◆ **Consigne de travail 1**:
Dans l'entretien sur This is unreal, relevez toutes les phrases interrogatives que Liz Santoro formule dans sa réponse.
◆ **Consigne de travail 2**:
Reproduisez à l'identique le passage de l'entretien sur This is unreal qui commence par « Quel rôle peut » et se poursuit jusqu'à « chorégraphique et humaine. ».
◆ **Consigne de travail 3**:
Poursuivez l'entretien sur This is unreal à partir de l'endroit où il s'arrête.

=== Texte de l'entretien ===

Quel rôle peut jouer l’intelligence artificielle (IA) dans la création d’un spectacle ? Dans This is unreal, Liz Santoro sera seule en scène, mais derrière elle plane l’ombre d’une réplique algorithmique qui lui dispute son authenticité chorégraphique et humaine.

Danser Canal Historique : Pour cette pièce, vous avez dialogué avec une intelligence artificielle. De quel genre de relation s’agit-il ?
Pierre Godard :
La pièce a commencé à germer quand j’étais en train de terminer ma thèse en intelligence artificielle. À ce moment nous voulions travailler sur les artefacts numériques. Entre-temps, Chat GPT est devenu une sorte d'événement planétaire, ce qui n'était pas le cas avant 2022-2023. Nous avons donc continué à travailler, tout en essayant de creuser la question du vrai et du faux, à la fois du point de vue de la danse mais aussi concernant le texte et la musique. Car il y avait là un lien avec une question ancienne du théâtre : Qu'est-ce qui est vrai, qu'est-ce qui est faux ? Nous avons rattaché ce questionnement à notre exploration du rapport entre le corps et les systèmes algorithmiques, puis aux systèmes de transmission d'informations entre les corps.

DCH : Le rapport entre le vrai et le faux est une approche qui peut surprendre car on va généralement penser qu’un danseur sur scène est toujours vrai dans ce qu'il fait, puisqu’il y existe à partir de sa réalité corporelle. Qu'est-ce qui serait pour vous le faux dans la danse ?
Liz Santoro :
C'est une question qui nous anime depuis toujours : qu'est-ce qu'un mouvement vrai ou faux ? Quand est-il juste ? D’où vient-il exactement ? This is unreal questionne ce qu’est le réel et comment on peut fabriquer une forme au plateau qui est à la fois authentique et synthétique. Au début il y a une sorte de vraie et fausse autobiographie qui se construit. Et nous avons entraîné une IA à travers nos pièces et les mouvements de mon corps pour créer une sorte de double numérique de moi-même. Ensuite on a demandé à cette IA de me proposer des phrases de mouvements. Dans un cycle assez vertigineux, on a laissé l'IA chorégraphier des phrases de mouvements que j’ai ensuite dû apprendre.

=== Données enregistrées ===

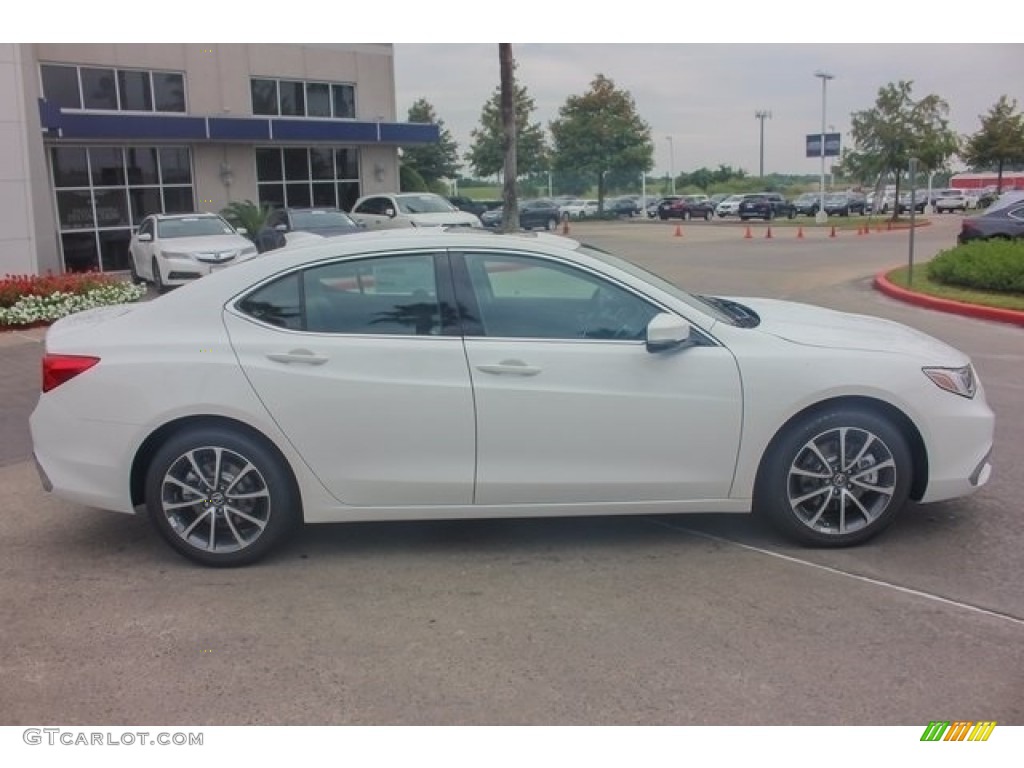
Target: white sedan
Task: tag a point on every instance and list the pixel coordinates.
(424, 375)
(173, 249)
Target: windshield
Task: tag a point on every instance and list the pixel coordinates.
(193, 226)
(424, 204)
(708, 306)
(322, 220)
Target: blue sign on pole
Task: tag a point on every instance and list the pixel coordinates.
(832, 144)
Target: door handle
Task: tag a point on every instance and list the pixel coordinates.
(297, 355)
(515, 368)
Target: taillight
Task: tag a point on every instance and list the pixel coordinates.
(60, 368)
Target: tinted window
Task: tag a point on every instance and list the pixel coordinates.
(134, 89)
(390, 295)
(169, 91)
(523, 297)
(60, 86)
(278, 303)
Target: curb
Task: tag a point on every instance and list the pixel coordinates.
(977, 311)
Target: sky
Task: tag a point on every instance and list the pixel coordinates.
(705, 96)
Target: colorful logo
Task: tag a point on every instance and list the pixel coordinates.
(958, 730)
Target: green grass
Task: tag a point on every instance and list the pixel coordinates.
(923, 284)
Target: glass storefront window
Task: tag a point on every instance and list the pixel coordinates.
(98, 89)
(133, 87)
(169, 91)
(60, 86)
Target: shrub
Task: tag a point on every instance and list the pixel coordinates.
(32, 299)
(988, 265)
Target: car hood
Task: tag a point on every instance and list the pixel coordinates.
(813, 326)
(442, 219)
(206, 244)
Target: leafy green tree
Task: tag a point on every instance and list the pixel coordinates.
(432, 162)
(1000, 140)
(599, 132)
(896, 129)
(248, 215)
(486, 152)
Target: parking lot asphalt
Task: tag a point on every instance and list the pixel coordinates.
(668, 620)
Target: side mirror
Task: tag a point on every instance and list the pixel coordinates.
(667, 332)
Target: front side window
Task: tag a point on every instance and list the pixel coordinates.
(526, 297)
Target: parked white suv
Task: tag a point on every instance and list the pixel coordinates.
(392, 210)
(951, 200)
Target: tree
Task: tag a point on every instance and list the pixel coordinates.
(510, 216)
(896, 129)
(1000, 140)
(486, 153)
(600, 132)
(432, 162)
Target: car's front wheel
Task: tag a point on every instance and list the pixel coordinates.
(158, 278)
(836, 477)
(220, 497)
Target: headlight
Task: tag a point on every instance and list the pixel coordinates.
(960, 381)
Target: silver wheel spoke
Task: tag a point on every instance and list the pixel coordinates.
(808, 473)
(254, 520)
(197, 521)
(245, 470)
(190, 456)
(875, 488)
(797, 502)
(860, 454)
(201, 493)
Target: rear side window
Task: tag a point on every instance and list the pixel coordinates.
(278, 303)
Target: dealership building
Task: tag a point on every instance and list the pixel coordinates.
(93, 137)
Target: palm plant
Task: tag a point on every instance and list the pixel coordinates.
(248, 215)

===

◆ **Réponse attendue 1**:
- « qu'est-ce qu'un mouvement vrai ou faux ? »
- « Quand est-il juste ? »
- « D'où vient-il exactement ? »

◆ **Réponse attendue 2**:
Quel rôle peut jouer l’intelligence artificielle (IA) dans la création d’un spectacle ? Dans This is unreal, Liz Santoro sera seule en scène, mais derrière elle plane l’ombre d’une réplique algorithmique qui lui dispute son authenticité chorégraphique et humaine.

◆ **Réponse attendue 3**:
Dans les mouvements que l’IA me propose je retrouve des fragments de notre répertoire, des gestes et des mouvements en ordre transformé ainsi que des gestes de danse classique parce que j'ai fait des écoles de ballet ainsi que des mouvements de mon premier professeur de danse moderne il y a 20 ans, et même des gestes de mon grand-père. Ces gestes viennent donc de divers endroits de ma vie en tant que danseuse et d'humain.

DCH : Dans quelle mesure un mouvement ainsi généré est-il à considérer comme « faux » ou « non réel », pour reprendre le titre de la pièce ?
Liz Santoro :
Notre IA crée les mouvements sur un corps en 3D. On voit le mouvement en 3D à l'écran. On peut changer la perspective, zoomer, voir ce corps depuis le sol etc. C’est un grand luxe en termes de transmission et d'apprentissage des mouvements. Par contre, ce corps n'est pas un vrai corps. Il n'y a pas de force de gravitation, il n'y a pas de résistance de l'air. Il n’a pas d'organes ni de squelette. En plus, ce modèle ne crée pas d'empathie et je n’ai donc pas les repères humains habituels dans la transmission. Au résultat, j'ai mis des heures et des heures pour apprendre une seule minute de cette chorégraphie.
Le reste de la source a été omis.